Return every line of the data below exactly as it appears, with nothing changed, added, or left out.

(Boundary labeling data)

start

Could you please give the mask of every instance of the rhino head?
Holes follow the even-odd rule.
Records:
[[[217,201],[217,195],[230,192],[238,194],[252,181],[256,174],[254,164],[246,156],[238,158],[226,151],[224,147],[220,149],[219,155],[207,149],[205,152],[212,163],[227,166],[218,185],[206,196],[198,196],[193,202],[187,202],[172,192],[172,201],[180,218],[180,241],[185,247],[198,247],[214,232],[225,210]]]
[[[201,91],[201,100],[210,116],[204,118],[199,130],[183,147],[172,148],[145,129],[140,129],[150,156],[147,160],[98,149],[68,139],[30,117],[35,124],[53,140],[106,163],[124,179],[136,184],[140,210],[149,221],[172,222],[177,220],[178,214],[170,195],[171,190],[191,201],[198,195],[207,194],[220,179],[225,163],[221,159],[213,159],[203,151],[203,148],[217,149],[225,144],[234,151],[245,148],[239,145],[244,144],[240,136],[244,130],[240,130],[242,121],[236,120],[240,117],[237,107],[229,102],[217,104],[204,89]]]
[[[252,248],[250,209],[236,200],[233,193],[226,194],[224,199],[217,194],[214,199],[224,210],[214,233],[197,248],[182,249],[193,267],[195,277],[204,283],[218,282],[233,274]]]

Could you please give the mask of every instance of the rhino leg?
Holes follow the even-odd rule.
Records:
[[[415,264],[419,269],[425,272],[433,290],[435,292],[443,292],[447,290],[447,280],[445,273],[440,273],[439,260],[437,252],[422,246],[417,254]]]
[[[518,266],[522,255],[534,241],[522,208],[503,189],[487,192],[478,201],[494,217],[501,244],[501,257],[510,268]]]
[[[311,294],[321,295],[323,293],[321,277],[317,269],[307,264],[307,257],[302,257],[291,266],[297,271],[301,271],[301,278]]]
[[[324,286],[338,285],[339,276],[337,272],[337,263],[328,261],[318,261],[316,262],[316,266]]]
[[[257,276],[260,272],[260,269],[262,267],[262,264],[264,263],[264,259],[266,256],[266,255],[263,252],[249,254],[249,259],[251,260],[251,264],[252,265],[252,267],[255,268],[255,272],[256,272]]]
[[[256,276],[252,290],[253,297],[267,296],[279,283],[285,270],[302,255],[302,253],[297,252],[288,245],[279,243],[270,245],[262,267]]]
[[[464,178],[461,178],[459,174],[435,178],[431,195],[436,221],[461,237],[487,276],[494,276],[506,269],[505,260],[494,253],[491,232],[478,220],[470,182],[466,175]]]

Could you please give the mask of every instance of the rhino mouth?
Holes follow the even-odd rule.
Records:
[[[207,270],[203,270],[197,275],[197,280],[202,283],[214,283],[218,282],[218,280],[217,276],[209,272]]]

end

- CORRECT ANSWER:
Could you please give the mask of every instance of the rhino head?
Holes follow the even-odd rule.
Records:
[[[217,201],[217,195],[230,192],[238,194],[252,181],[256,174],[254,164],[246,156],[238,158],[226,151],[224,147],[220,149],[219,155],[207,149],[205,152],[212,163],[227,166],[218,185],[206,196],[198,196],[193,202],[187,202],[172,192],[172,201],[180,218],[180,241],[185,247],[198,247],[214,232],[225,210]]]
[[[201,91],[201,100],[210,116],[204,118],[199,130],[183,147],[172,148],[145,129],[140,129],[150,156],[147,160],[98,149],[68,139],[30,117],[35,124],[53,140],[106,163],[124,179],[136,184],[140,210],[149,221],[172,222],[177,220],[178,214],[170,195],[171,190],[191,201],[198,195],[207,194],[220,179],[225,163],[221,159],[213,159],[203,151],[203,148],[217,149],[225,144],[234,151],[245,148],[239,145],[244,144],[240,136],[244,130],[240,130],[242,121],[236,120],[240,117],[237,107],[229,102],[217,104],[204,89]]]
[[[252,248],[250,209],[236,200],[233,193],[226,194],[224,199],[217,194],[214,199],[224,210],[214,233],[197,248],[182,249],[193,267],[195,277],[204,283],[218,282],[233,274]]]

Could you please give the mask of every instance of the rhino leg?
Holes follow the even-odd rule.
Records:
[[[415,264],[419,269],[425,272],[433,290],[435,292],[443,292],[447,290],[447,280],[445,273],[440,273],[439,260],[437,252],[422,246],[417,254]]]
[[[518,266],[522,255],[534,241],[522,208],[503,189],[487,192],[478,201],[494,217],[501,244],[501,257],[510,268]]]
[[[311,294],[321,295],[323,293],[321,277],[317,269],[307,264],[307,257],[302,257],[291,266],[297,271],[301,271],[301,278]]]
[[[324,286],[338,285],[339,276],[337,272],[337,263],[328,261],[318,261],[316,262],[316,266]]]
[[[257,276],[260,272],[260,269],[262,267],[262,264],[264,263],[264,259],[266,256],[266,255],[263,252],[249,254],[249,259],[251,260],[251,264],[252,265],[252,267],[255,268],[255,272],[256,272]]]
[[[256,276],[252,290],[253,297],[267,296],[279,283],[285,270],[302,255],[302,253],[297,252],[288,245],[279,243],[270,245],[262,267]]]
[[[464,178],[461,178],[459,174],[435,178],[431,195],[436,221],[461,237],[487,276],[494,276],[506,269],[505,260],[494,253],[491,232],[478,220],[470,182],[466,175]]]

Could you please give the mask of every instance of the rhino mouth?
Holes follow the even-odd rule.
Records:
[[[207,270],[203,270],[197,275],[197,280],[202,283],[214,283],[218,282],[218,280],[217,276],[209,272]]]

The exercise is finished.